## TASKS
1/ Decide whether each statement below agrees with the forum post about Realart that follows. Answer yes or no for each, and quote the deciding words of the post. (a) By early 1923, Mary Miles Minter had retired from pictures for good. (b) Alice Brady made her next movie in the year after "The Snow Bride." (c) Constance Binney had the greatest staying power of the Realart alumnae.
2/ Extract word for word the passage of the forum post about Realart below that runs between "Frederica wrote: So" and "reviewed and renegotiated.", inclusive.
3/ Extend the forum post about Realart below by writing what follows its final sentence.

## TEXT BLOCK
= = =

Post by Harold Aherne » Thu Jan 31, 2008 9:00 pm

Frederica wrote: So at the time the roundrobin to Hays was (ostensibly) written, Realart was still a separate entity. My guess is that said entity had been coughing up blood for some time and that certain events in San Francisco proved the straw that broke Realart's back, as far as Famous Players was concerned. Hmmm, how profitable were the named actors? Bets that contracts were reviewed and renegotiated.
Fred
Ah, that's some immensely valuable information, and I thank you for posting it. As for the stars Realart had under contract, many of them disappeared from the Paramount roster pretty quickly thereafter. By early 1923, Wanda Hawley was freelancing and Mary Miles Minter had retired from pictures for good. It looks like Alice Brady had been transferred over to FP-L a little earlier, but after "The Snow Bride" (1923) she didn't make another movie until 1933. Constance Binney was pretty much finished with the movies by 1923 as well. May McAvoy and Bebe Daniels seem to have had the greatest staying power of the Realart alumnae.

= = =

## RAW RECORDS

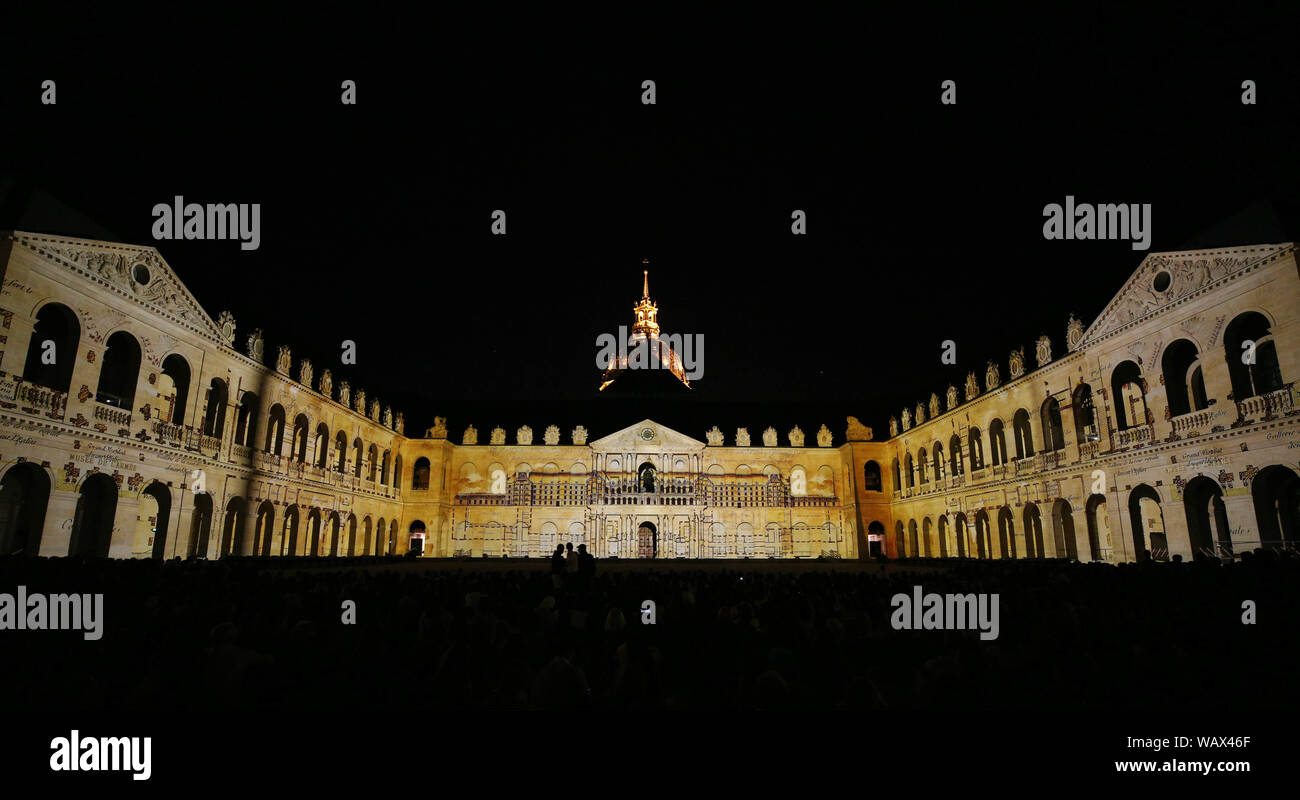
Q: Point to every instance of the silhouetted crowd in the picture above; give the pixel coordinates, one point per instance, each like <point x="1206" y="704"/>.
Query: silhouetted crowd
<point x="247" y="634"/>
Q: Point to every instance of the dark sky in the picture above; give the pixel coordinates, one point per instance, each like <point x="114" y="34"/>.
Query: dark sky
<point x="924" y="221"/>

= = =

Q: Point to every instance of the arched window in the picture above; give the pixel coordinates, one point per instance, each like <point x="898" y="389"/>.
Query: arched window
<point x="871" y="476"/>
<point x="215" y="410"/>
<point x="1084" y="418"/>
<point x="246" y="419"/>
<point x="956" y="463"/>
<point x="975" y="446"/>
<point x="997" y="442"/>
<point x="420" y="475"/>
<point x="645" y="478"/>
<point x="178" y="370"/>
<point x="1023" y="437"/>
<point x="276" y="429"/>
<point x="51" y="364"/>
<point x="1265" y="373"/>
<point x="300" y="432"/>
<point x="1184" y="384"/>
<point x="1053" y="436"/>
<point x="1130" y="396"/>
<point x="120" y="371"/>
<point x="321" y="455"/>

= = =

## EXERCISE RESPONSES
1/
(a) Yes: "By early 1923, Wanda Hawley was freelancing and Mary Miles Minter had retired from pictures for good."
(b) No: "after "The Snow Bride" (1923) she didn't make another movie until 1933."
(c) No: "May McAvoy and Bebe Daniels seem to have had the greatest staying power of the Realart alumnae."

2/
Frederica wrote: So at the time the roundrobin to Hays was (ostensibly) written, Realart was still a separate entity. My guess is that said entity had been coughing up blood for some time and that certain events in San Francisco proved the straw that broke Realart's back, as far as Famous Players was concerned. Hmmm, how profitable were the named actors? Bets that contracts were reviewed and renegotiated.

3/
I count a total of 77 titles that Realart produced and/or released during its existence, and at least 8 of them are known to exist, per various AMS posts:

Erstwhile Susan (1919)--MOMA
A Cumberland Romance (1920)--LOC
Her First Elopement (1920)--MOMA
The New York Idea (1920)--run at Cinefest in 2007
Nurse Marjorie (1920)--LOC
The Soul of Youth (1920)--in the Treasures III set
The Little Clown (1921)--LOC
Morals (1921)--LOC

Anyone know of others?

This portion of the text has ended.